**GIVEN RECORDS:**

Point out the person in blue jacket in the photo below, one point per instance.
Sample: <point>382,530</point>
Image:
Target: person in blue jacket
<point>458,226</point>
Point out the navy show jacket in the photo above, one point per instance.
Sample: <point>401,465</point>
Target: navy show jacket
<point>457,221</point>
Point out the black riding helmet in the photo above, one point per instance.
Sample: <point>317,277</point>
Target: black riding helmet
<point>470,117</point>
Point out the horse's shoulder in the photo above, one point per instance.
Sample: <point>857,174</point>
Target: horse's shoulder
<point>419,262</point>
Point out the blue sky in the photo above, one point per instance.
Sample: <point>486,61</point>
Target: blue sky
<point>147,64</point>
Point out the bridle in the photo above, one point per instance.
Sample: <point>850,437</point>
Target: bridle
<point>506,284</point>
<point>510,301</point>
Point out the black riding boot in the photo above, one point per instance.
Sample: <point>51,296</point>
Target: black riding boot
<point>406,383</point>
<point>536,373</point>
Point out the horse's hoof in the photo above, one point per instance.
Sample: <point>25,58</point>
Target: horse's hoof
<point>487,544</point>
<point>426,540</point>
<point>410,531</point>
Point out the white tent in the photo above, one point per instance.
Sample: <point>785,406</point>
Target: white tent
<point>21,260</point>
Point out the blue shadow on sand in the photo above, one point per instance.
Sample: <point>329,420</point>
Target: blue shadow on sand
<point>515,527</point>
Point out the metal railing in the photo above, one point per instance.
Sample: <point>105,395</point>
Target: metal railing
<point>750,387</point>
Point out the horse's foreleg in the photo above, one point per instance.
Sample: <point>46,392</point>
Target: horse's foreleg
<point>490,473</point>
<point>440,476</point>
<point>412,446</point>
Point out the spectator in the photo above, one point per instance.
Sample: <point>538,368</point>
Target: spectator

**REQUIREMENTS:** Can you reproduce all of the material above, line for line, without changing a single character?

**EXPECTED ANSWER:**
Point out the person in blue jacket in the photo below, one point per instance.
Sample: <point>382,530</point>
Image:
Target: person in blue jacket
<point>458,226</point>
Point out the navy show jacket in the photo above, one point per instance.
Sample: <point>401,465</point>
Target: navy show jacket
<point>457,221</point>
Point out the black riding helmet in the photo above, one point per instance.
Sample: <point>317,277</point>
Target: black riding helmet
<point>470,117</point>
Point out the horse's shoulder in the photo above, one point per instance.
Sample: <point>857,174</point>
Target: horse's shoulder
<point>419,262</point>
Point out the blue sky in the photo above, one point per instance.
Sample: <point>486,61</point>
Target: blue sky
<point>147,64</point>
Point out the bridle in the photo above, one point per instance.
Sample: <point>850,437</point>
Target: bridle
<point>506,284</point>
<point>510,301</point>
Point out the black riding boot in the photo above, one point per instance.
Sample: <point>51,296</point>
Target: black riding boot
<point>406,383</point>
<point>536,373</point>
Point out the horse's hoof in the photo above, one point per instance.
Sample: <point>25,58</point>
Target: horse's hoof
<point>487,544</point>
<point>426,540</point>
<point>410,531</point>
Point out the white tent in the photo above, one point per instance.
Sample: <point>785,406</point>
Target: white tent
<point>21,260</point>
Point out the blue shadow on sand in the photo above, one point per instance.
Sample: <point>329,420</point>
Target: blue shadow on sand
<point>515,527</point>
Point out the metal railing in the photo above, one point per instance.
Sample: <point>105,395</point>
Target: metal railing
<point>750,387</point>
Point out the horse's foreleg in the photo above, one point per instance.
Sample: <point>46,392</point>
Target: horse's foreleg
<point>490,473</point>
<point>440,476</point>
<point>412,446</point>
Point out the spectator in the photo above, one point per instance.
Sample: <point>538,368</point>
Target: spectator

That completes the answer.